* [TASK MATERIAL]
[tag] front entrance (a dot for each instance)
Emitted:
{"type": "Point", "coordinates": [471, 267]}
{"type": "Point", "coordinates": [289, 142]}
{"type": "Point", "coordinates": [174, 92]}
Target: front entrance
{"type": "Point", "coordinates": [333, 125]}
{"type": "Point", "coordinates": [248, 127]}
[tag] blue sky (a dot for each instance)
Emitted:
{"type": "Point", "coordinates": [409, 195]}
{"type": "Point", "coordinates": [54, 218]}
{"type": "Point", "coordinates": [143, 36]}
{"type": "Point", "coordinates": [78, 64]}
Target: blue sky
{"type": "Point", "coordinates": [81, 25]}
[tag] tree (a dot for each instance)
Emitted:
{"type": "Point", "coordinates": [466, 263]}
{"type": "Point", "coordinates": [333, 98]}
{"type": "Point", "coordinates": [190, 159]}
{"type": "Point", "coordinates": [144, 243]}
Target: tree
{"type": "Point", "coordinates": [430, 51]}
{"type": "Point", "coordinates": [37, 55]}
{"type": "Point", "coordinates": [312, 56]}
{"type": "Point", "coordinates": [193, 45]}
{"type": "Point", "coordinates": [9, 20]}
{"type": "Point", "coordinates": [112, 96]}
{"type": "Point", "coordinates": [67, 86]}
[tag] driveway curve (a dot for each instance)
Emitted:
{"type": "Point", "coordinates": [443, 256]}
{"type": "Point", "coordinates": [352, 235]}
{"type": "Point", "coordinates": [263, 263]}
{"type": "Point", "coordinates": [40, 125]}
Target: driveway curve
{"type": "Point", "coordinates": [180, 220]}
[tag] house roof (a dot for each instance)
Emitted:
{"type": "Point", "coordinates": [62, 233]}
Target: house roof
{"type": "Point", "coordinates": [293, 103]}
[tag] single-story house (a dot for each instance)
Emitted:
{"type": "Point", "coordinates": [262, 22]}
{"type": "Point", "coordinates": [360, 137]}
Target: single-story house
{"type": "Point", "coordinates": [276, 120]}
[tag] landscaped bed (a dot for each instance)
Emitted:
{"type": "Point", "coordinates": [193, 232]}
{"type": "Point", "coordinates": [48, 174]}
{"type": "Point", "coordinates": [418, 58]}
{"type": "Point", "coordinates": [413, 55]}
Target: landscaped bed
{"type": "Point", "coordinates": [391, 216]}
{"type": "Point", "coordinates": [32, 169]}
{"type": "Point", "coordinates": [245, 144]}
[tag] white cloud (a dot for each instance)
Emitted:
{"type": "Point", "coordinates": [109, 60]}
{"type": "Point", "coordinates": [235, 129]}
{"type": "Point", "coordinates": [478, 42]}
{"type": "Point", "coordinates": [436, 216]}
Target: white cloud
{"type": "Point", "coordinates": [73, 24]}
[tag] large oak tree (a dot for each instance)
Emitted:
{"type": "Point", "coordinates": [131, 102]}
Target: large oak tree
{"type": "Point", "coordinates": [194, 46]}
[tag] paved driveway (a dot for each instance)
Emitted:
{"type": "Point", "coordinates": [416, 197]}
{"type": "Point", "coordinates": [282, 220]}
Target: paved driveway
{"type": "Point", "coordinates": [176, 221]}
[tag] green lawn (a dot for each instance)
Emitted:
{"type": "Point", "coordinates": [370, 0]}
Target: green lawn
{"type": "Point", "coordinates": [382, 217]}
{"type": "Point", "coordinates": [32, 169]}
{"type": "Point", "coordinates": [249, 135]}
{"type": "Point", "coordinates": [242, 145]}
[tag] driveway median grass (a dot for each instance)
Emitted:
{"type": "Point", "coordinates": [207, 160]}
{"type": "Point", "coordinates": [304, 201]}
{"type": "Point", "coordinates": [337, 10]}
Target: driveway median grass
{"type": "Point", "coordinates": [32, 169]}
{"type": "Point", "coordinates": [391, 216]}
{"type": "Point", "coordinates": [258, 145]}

* [WHAT IS EXPECTED]
Take the lines above from the one holding "[tag] large oak" to the last and output them exactly.

* [ANSWER TO THIS PROBLEM]
[tag] large oak tree (a dot for each instance)
Emitted:
{"type": "Point", "coordinates": [131, 102]}
Target: large oak tree
{"type": "Point", "coordinates": [194, 46]}
[tag] paved driveway (a dot for each instance)
Emitted:
{"type": "Point", "coordinates": [416, 197]}
{"type": "Point", "coordinates": [282, 220]}
Target: paved driveway
{"type": "Point", "coordinates": [176, 221]}
[tag] green lawn (a dot for each instance)
Emitted:
{"type": "Point", "coordinates": [370, 0]}
Target: green lawn
{"type": "Point", "coordinates": [382, 217]}
{"type": "Point", "coordinates": [32, 169]}
{"type": "Point", "coordinates": [249, 135]}
{"type": "Point", "coordinates": [242, 145]}
[tag] driveway median grass (a dot for each instance)
Emitted:
{"type": "Point", "coordinates": [207, 160]}
{"type": "Point", "coordinates": [304, 201]}
{"type": "Point", "coordinates": [337, 10]}
Target: driveway median grass
{"type": "Point", "coordinates": [32, 169]}
{"type": "Point", "coordinates": [391, 216]}
{"type": "Point", "coordinates": [258, 145]}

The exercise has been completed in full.